## EXERCISE INSTRUCTIONS
Transcribe the material below exactly as it appears.

## SOURCE DATA
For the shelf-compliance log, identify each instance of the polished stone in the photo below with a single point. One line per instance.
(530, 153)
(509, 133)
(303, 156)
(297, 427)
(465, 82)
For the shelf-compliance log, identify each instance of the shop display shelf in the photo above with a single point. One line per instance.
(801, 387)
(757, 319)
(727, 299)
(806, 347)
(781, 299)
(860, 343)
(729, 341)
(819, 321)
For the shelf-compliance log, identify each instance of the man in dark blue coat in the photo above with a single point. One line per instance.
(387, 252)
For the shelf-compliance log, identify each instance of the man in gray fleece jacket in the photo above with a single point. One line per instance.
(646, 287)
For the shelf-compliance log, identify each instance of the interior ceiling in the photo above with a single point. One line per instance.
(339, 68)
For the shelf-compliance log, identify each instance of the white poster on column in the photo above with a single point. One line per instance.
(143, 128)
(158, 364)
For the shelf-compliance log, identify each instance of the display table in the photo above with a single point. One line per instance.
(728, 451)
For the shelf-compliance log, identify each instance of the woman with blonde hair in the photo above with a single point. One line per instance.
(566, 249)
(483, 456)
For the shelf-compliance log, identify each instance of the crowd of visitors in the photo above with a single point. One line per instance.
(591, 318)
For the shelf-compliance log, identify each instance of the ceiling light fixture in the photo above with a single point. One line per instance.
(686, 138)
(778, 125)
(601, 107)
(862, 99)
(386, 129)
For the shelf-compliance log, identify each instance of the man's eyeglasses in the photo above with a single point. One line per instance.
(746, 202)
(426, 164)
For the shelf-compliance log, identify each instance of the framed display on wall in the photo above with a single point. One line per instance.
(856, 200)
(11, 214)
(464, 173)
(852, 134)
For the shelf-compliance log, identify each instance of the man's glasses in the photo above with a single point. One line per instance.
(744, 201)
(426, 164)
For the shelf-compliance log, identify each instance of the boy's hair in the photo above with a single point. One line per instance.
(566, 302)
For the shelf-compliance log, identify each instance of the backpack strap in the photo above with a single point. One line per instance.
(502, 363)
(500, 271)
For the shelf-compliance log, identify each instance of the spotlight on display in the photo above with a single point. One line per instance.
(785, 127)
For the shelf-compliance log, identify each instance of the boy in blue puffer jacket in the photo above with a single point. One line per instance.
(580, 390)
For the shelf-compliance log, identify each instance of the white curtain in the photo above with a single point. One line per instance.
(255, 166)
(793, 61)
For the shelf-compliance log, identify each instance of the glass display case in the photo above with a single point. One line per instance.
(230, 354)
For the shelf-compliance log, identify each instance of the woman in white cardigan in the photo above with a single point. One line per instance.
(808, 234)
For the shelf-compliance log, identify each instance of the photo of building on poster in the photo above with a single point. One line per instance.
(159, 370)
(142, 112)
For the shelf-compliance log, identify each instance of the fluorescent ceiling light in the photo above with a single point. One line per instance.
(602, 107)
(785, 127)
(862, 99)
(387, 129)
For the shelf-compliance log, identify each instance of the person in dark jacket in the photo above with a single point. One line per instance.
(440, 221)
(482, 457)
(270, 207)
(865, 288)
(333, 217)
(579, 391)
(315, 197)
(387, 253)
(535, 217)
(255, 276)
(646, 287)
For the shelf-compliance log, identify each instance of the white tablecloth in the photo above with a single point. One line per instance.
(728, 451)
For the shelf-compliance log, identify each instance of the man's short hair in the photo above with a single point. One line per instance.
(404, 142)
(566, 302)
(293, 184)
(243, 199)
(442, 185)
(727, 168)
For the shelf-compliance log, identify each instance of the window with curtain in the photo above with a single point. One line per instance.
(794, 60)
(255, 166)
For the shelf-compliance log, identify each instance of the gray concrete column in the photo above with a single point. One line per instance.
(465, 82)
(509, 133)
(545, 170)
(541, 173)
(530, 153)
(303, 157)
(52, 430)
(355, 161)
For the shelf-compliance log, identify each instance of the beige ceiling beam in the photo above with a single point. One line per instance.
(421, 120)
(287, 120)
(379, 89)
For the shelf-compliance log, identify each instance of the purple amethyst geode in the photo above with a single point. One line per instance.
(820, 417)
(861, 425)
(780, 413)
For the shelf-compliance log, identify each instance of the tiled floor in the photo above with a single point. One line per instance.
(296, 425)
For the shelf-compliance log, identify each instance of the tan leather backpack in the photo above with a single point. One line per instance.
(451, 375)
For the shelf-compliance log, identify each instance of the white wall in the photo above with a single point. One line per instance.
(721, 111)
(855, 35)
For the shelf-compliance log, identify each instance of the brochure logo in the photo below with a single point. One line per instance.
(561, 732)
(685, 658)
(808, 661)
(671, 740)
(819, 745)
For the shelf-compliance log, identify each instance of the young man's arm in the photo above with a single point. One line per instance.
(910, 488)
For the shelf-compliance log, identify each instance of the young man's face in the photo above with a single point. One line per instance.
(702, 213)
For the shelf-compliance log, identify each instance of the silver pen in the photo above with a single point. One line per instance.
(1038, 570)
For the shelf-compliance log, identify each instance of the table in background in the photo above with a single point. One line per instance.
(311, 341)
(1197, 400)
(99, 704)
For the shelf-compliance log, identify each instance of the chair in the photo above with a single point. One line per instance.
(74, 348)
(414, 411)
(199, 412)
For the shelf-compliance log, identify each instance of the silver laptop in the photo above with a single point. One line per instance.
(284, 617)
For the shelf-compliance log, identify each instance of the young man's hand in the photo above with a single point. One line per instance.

## TASK RESPONSE
For the shelf-compliance log, identify each instance of the polished stone in the photo below with a single point. One line per instance.
(530, 153)
(509, 133)
(303, 156)
(297, 427)
(465, 82)
For the shelf-compliance log, identify each instance of the shop display shelf in the photo above with a single point. One line per instance.
(801, 387)
(757, 319)
(727, 299)
(806, 347)
(781, 299)
(860, 343)
(729, 341)
(819, 321)
For the shelf-compliance log, identify each instance of the man in dark blue coat in the photo above with a single point. One line per instance.
(387, 252)
For the shelf-compliance log, identify each instance of the man in gray fleece jacket in the photo above with a single point. One line per instance.
(646, 287)
For the shelf-compliance log, identify each instance of the interior ceiling in the photo above with a single point. One line per instance.
(339, 68)
For the shelf-compliance log, identify each instance of the white poster on column in the photo above with a single point. One line per instance.
(143, 128)
(158, 364)
For the shelf-compliance log, identify each instance of the display table in the photo above with a single point. One line per instance.
(728, 451)
For the shelf-compliance log, identify each instance of the woman with blonde hair in the photo above with a single point. One line per instance.
(566, 249)
(483, 456)
For the shelf-compliance log, identify each instance of the crowd of visitors in the photo above with a single point. One line per instance.
(591, 318)
For the shelf-compliance log, identify each instance of the ceiling light fixture in the photo above with a single point. One line per instance.
(686, 138)
(778, 125)
(601, 107)
(862, 99)
(386, 129)
For the shelf-compliance log, identify each instance of the man's eyeglasses in the photo above with a single point. One line per instance.
(746, 202)
(426, 164)
For the shelf-compliance log, identify each instance of the framed display on wall in the photo above with a single point. One line per instance.
(856, 200)
(11, 214)
(464, 173)
(852, 134)
For the shelf-compliance log, identify each instance of the man's glasses in the photo above with a single point. One line per instance.
(744, 201)
(426, 164)
For the shelf-compliance log, identify each instance of the boy's hair in the photo above with a single point. One line per instance.
(566, 302)
For the shelf-compliance log, identify each instance of the backpack strap in the photo above with a single point. One line per instance.
(502, 363)
(500, 271)
For the shelf-compliance log, identify each instance of the spotlight on display in the photo above with a single point. One line per instance.
(785, 127)
For the shelf-compliance log, identify each instance of the boy in blue puffer jacket in the photo above with a single point. One line per instance.
(580, 390)
For the shelf-compliance log, identify each instance of the white curtain in the photo above with a single point. One line per instance.
(255, 166)
(793, 61)
For the shelf-compliance log, identify each instance of the glass display case in the photo above with a single point. One line per instance.
(230, 354)
For the shelf-compliance log, identify each instance of the woman in white cardigan in the photo above with a single point. One line per instance.
(808, 234)
For the shelf-compliance log, identify each instance of the photo of building on poster in the photo above with a single point. One line per instance.
(159, 370)
(142, 112)
For the shelf-compliance log, identify each instance of the fluorescent ceiling light in the photo above with a single point. One line per instance.
(602, 107)
(785, 127)
(862, 99)
(387, 129)
For the shelf-compliance log, identify each instance of the person in dark jacket in the photo above with a single point. One line per instance.
(440, 221)
(482, 457)
(270, 207)
(865, 288)
(333, 217)
(579, 391)
(315, 197)
(387, 253)
(535, 217)
(255, 276)
(646, 287)
For the shelf-compliance log, identify each instance of the white tablecloth in the photo above with a single point. One line per instance.
(728, 451)
For the shelf-compliance log, identify each instance of the man's short hair in the photo above with a single point. One line per instance.
(404, 142)
(566, 302)
(293, 184)
(243, 199)
(442, 185)
(727, 168)
For the shelf-compliance log, identify each instance of the window with curtain in the photo above with a single point. One line per instance.
(794, 60)
(255, 166)
For the shelf-compliance log, identify each instance of the gray concrete column in the photo above with a single point. One line per instance.
(465, 82)
(509, 133)
(545, 170)
(541, 173)
(530, 153)
(303, 157)
(52, 430)
(355, 161)
For the shelf-compliance log, identify each instance of the beige ceiling beam in the photo above with a single point. One line per instance.
(421, 120)
(287, 120)
(379, 89)
For the shelf-compliance log, identify each instance of the purple amethyst geode in the photo above with a single point. One line per instance.
(820, 417)
(861, 425)
(780, 413)
For the shelf-compliance log, identify each instance of the tiled floor in the photo above with a single point. One line per instance.
(296, 425)
For the shelf-compliance log, identify each instance of the tan leather backpack in the photo above with a single point. One line per instance.
(451, 375)
For the shelf-compliance log, identify each instance of the white wall in the photo above with a single point. One line per instance.
(721, 111)
(855, 35)
For the shelf-compliance log, identify each instance of the brochure logo in the photo below with a single point. One line per instance.
(561, 732)
(685, 658)
(808, 661)
(671, 740)
(819, 745)
For the shelf-compliance log, identify each instance of the young man's arm in the photo above with a single point. One line per instance.
(910, 488)
For the shelf-compliance log, identify each instance of the young man's face in the photo above with a single point. One line per instance.
(702, 213)
For the shelf-compliance log, identify each instance of the silver pen in the photo above with a single point. One line per instance.
(1038, 570)
For the shelf-compliance log, identify each instance of the table in background in the photo above with a single point. One line per instance.
(311, 341)
(1197, 400)
(99, 704)
For the shelf-compliance log, identify each instance of the chair in the photo above with a single point. One line per instance.
(74, 348)
(414, 411)
(199, 412)
For the shelf-compliance log, identify each instance of the silver laptop in the photo above with a single point. One line per instance.
(284, 617)
For the shelf-compliance log, identify each instance of the young man's hand in the photo above with a single point. One line per instance.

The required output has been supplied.